Listed records:

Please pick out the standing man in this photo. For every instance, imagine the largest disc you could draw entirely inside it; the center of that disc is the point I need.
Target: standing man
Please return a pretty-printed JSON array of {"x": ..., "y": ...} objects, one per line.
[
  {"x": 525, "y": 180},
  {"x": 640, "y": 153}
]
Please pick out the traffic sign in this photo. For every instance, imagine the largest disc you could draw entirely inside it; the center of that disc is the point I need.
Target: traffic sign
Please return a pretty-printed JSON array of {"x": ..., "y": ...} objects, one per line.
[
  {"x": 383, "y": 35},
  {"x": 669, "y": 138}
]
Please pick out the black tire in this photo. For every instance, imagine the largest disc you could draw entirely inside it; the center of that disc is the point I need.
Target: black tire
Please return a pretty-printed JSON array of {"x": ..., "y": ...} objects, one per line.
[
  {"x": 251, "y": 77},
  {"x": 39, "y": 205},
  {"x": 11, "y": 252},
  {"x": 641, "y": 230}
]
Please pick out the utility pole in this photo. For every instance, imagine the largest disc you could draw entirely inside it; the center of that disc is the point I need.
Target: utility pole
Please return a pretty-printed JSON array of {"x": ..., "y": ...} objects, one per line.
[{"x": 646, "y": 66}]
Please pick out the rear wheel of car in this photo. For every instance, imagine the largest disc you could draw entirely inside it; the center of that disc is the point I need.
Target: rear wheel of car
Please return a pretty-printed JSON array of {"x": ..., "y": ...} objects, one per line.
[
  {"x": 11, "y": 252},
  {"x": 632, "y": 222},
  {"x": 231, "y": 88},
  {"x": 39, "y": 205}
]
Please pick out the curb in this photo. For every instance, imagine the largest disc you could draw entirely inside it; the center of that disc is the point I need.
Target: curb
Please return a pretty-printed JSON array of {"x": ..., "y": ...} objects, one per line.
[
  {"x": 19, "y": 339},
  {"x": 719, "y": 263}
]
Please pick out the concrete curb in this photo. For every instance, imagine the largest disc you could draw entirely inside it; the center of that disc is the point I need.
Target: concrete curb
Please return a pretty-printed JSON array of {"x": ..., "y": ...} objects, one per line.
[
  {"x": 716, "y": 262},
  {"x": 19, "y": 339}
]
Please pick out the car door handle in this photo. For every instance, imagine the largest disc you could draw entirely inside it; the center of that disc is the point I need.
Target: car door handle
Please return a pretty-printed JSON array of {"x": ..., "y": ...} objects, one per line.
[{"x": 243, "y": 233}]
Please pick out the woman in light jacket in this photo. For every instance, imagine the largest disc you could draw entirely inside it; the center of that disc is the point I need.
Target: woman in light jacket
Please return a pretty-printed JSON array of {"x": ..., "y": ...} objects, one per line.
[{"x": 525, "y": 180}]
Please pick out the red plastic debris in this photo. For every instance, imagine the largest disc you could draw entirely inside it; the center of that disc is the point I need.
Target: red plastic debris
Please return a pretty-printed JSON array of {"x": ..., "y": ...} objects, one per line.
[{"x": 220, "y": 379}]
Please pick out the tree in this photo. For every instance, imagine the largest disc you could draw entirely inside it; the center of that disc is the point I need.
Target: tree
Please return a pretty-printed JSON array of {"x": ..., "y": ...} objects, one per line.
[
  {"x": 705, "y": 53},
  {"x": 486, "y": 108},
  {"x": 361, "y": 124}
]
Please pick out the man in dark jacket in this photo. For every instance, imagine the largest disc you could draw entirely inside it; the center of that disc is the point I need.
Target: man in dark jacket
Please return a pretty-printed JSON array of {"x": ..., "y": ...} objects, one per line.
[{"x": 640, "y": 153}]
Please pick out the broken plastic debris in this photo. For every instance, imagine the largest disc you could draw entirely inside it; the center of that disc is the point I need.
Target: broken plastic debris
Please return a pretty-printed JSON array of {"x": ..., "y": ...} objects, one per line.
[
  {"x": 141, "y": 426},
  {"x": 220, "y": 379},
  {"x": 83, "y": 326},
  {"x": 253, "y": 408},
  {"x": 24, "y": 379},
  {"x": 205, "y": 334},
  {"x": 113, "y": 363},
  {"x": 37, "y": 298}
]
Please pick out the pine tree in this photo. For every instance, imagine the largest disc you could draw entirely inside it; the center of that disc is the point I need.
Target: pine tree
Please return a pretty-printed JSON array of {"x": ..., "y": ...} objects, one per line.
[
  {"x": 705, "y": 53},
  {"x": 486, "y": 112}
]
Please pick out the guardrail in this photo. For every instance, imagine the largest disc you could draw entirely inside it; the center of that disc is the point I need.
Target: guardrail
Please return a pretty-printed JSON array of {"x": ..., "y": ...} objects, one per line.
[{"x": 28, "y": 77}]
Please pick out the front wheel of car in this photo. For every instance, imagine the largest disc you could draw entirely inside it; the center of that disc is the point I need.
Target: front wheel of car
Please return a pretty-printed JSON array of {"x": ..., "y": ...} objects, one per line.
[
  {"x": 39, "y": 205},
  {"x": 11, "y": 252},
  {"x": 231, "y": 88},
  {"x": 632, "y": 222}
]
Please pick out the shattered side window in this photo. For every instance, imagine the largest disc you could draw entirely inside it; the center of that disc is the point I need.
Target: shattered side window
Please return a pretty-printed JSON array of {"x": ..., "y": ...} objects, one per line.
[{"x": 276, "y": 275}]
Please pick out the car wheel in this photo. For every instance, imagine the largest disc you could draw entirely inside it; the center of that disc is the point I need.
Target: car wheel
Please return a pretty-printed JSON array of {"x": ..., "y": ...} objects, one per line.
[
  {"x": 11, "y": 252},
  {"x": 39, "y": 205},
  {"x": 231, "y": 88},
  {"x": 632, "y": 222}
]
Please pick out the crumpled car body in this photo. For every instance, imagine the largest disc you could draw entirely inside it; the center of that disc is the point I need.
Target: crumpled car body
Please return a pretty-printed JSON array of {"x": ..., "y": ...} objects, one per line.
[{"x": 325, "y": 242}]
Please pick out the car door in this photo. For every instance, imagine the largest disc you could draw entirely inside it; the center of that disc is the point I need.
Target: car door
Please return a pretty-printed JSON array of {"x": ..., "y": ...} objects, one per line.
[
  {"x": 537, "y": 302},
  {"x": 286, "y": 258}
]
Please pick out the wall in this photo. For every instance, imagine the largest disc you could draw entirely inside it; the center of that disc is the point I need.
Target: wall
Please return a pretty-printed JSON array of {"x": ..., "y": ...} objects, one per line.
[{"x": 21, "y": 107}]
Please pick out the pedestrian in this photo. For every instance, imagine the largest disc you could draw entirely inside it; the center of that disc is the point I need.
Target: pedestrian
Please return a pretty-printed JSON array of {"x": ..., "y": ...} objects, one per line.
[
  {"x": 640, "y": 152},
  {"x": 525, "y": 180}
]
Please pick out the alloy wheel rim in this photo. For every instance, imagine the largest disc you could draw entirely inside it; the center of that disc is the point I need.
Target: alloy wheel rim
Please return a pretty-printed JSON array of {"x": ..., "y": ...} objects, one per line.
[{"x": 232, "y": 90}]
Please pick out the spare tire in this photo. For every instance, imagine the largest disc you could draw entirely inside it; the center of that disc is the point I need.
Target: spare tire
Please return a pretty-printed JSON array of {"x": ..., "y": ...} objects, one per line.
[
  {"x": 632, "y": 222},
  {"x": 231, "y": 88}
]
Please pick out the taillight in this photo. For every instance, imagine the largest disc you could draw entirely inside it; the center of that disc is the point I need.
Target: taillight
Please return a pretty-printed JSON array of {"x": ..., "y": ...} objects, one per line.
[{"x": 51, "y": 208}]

What to do:
Output every line above without altering anything.

Answer:
Please pick out the standing man in this photo. For every instance, imagine the largest disc you could draw entirely inside it; the center of that disc is the point I need.
Target: standing man
Please return a pretty-printed JSON array of {"x": ..., "y": ...} objects, one per line.
[
  {"x": 525, "y": 180},
  {"x": 640, "y": 153}
]
Please pick out the traffic sign in this photo. For every instance, imagine the largest disc you could draw entirely inside it; the center of that disc is the point I need.
Target: traffic sign
Please return a pretty-printed JSON array of {"x": ..., "y": ...} objects, one per line.
[
  {"x": 383, "y": 35},
  {"x": 669, "y": 138}
]
Please pick out the black tire in this photo. For every instance, imagine the largest disc you could draw entirely inside it; the center of that disc is the point I need.
Target: black tire
Please return a pretty-printed JSON array of {"x": ..., "y": ...} objects, one per line.
[
  {"x": 251, "y": 77},
  {"x": 39, "y": 205},
  {"x": 11, "y": 252},
  {"x": 641, "y": 230}
]
Please pick out the utility pole in this photo. For every instance, imagine the largest disc you could draw entirely inside it; the center of that disc is the point I need.
Target: utility pole
Please return a pretty-printed JSON array of {"x": ..., "y": ...} objects, one per line.
[{"x": 646, "y": 66}]
Please pick out the rear wheel of car in this photo. For every instance, imagine the largest disc you could draw entirely inside it; the center of that disc is the point I need.
Target: rear wheel of car
Please return a pretty-printed JSON array of {"x": ..., "y": ...} objects, one per line.
[
  {"x": 11, "y": 252},
  {"x": 632, "y": 222},
  {"x": 231, "y": 88},
  {"x": 39, "y": 205}
]
Please pick out the curb in this photo. For every instance, imagine the largest disc you could draw entirely inside it; the center of that disc is the point I need.
Target: curb
Please return a pretty-printed JSON array of {"x": ..., "y": ...} objects, one per line.
[
  {"x": 19, "y": 339},
  {"x": 719, "y": 263}
]
Please pick out the concrete curb in this photo. For every instance, imagine the largest disc you could draw entirely inside it; the center of that disc is the point I need.
Target: concrete curb
Please return a pretty-printed JSON array of {"x": ..., "y": ...} objects, one per line.
[
  {"x": 716, "y": 262},
  {"x": 19, "y": 339}
]
Please pick out the car door handle in this photo. For every instance, imagine the largest disc you could draw entirely inside it; the center of that disc is the point I need.
Target: car door handle
Please return a pretty-printed JSON array of {"x": ..., "y": ...} objects, one per line.
[{"x": 243, "y": 233}]
Please pick out the woman in light jacket in this photo. For every instance, imagine the largest disc you could draw entirely inside it; the center of that disc is the point I need.
Target: woman in light jacket
Please return a pretty-printed JSON array of {"x": ..., "y": ...} objects, one per line.
[{"x": 525, "y": 180}]
Please pick out the red plastic debris in this photo. For every instance, imagine the largest disc you could draw entirely inside it; the center of that disc is the point I need.
Target: red plastic debris
Please return a pretty-printed JSON array of {"x": ..., "y": ...} objects, one per line.
[{"x": 220, "y": 379}]
Please pick out the tree in this photo. For every instance, imagine the largest disc you could draw entirely inside it; the center of that disc is the point I need.
Target: tree
Please return a pretty-printed JSON array of {"x": ..., "y": ...} objects, one per line.
[
  {"x": 705, "y": 53},
  {"x": 486, "y": 108},
  {"x": 361, "y": 124}
]
Please pick out the man in dark jacket in this photo. For every instance, imagine the largest disc you could draw entirely inside it; the center of that disc is the point I need.
Target: man in dark jacket
Please return a pretty-printed JSON array of {"x": ..., "y": ...} objects, one per line.
[{"x": 640, "y": 153}]
Please pick out the broken plastic debris in this photo. For every instance, imagine the largest disc you could draw entirely inside it; the center of that disc is the point I need.
Target: broken plastic debris
Please return a pretty-printed JSON array of {"x": ..., "y": ...} objects, one per line.
[
  {"x": 141, "y": 426},
  {"x": 220, "y": 379},
  {"x": 83, "y": 326},
  {"x": 253, "y": 408},
  {"x": 24, "y": 379},
  {"x": 205, "y": 334},
  {"x": 113, "y": 363},
  {"x": 37, "y": 298}
]
Please pick out the pine tree in this photo. For every instance, imagine the largest disc you could draw entirely inside it; the center of that disc is the point I need.
Target: pine tree
Please return a pretty-printed JSON array of {"x": ..., "y": ...} objects, one per line.
[
  {"x": 705, "y": 53},
  {"x": 486, "y": 112}
]
Please pick out the guardrail in this photo. For every instance, imagine the largest disc you could draw entirely inside it; the center of that disc is the point I need.
Target: guardrail
Please return a pretty-printed JSON array of {"x": ..., "y": ...} objects, one per line.
[{"x": 28, "y": 77}]
Please pick out the front wheel of car in this photo. For every instance, imagine the largest disc you could draw entirely inside it; the center of that disc is the point I need.
Target: front wheel of car
Please return a pretty-printed JSON array of {"x": ..., "y": ...} objects, one per line.
[
  {"x": 39, "y": 205},
  {"x": 11, "y": 252},
  {"x": 231, "y": 88},
  {"x": 632, "y": 222}
]
Please pick out the shattered side window in this photo. For every instance, imagine the largest disc you could draw entirely inside it; the center of that disc is the point I need.
Target: shattered side window
Please return a pretty-printed JSON array of {"x": ..., "y": ...} objects, one per line.
[{"x": 276, "y": 275}]
Please pick out the car wheel in this photo. For every instance, imagine the largest disc you could draw entirely inside it; the center of that disc is the point I need.
Target: car wheel
Please return a pretty-printed JSON array of {"x": ..., "y": ...} objects, one per line.
[
  {"x": 11, "y": 252},
  {"x": 39, "y": 205},
  {"x": 231, "y": 88},
  {"x": 632, "y": 222}
]
Please pick out the crumpled car body in this photo. For every instance, imagine the largest disc you could draw entirely inside it; the center of that disc is the point I need.
Target: crumpled car body
Please return a pretty-printed JSON array of {"x": ..., "y": ...} objects, one per line.
[{"x": 325, "y": 242}]
Please pick out the car door in this photo. For every instance, imagine the largest disc you could draw entirely inside it; the center of that disc is the point I need.
Target: car door
Please return a pretty-printed JSON array of {"x": ..., "y": ...} objects, one per line.
[
  {"x": 537, "y": 302},
  {"x": 286, "y": 258}
]
Please pick out the wall in this photo. For every instance, imagine the largest disc you could draw entirely inside it; the center of that disc is the point I need.
Target: wall
Please return a pretty-printed JSON array of {"x": ..., "y": ...} objects, one per line.
[{"x": 21, "y": 107}]
Please pick out the pedestrian in this photo. For every instance, imagine the largest disc you could draw entirely inside it; the center of that disc is the point I need.
Target: pedestrian
Please return a pretty-printed JSON array of {"x": ..., "y": ...} objects, one per line.
[
  {"x": 640, "y": 152},
  {"x": 525, "y": 180}
]
Please pick out the alloy wheel rim in this photo. For every instance, imagine the largest disc you could draw entirely inside it; the center of that disc is the point I need.
Target: alloy wheel rim
Please return a pretty-printed JSON array of {"x": ..., "y": ...} objects, one per line.
[{"x": 232, "y": 90}]
Please pick out the spare tire in this photo. For every instance, imagine the largest disc you could draw entirely inside it; the center of that disc is the point I need.
Target: spare tire
Please return a pretty-printed JSON array of {"x": ..., "y": ...} objects, one per line.
[
  {"x": 632, "y": 222},
  {"x": 231, "y": 88}
]
Please pick out the taillight in this photo. For every instance, imagine the largest disc you could draw entirely inside it; the center of that disc is the point I need.
Target: taillight
Please return a pretty-printed JSON array of {"x": ..., "y": ...} objects, one per line.
[{"x": 51, "y": 208}]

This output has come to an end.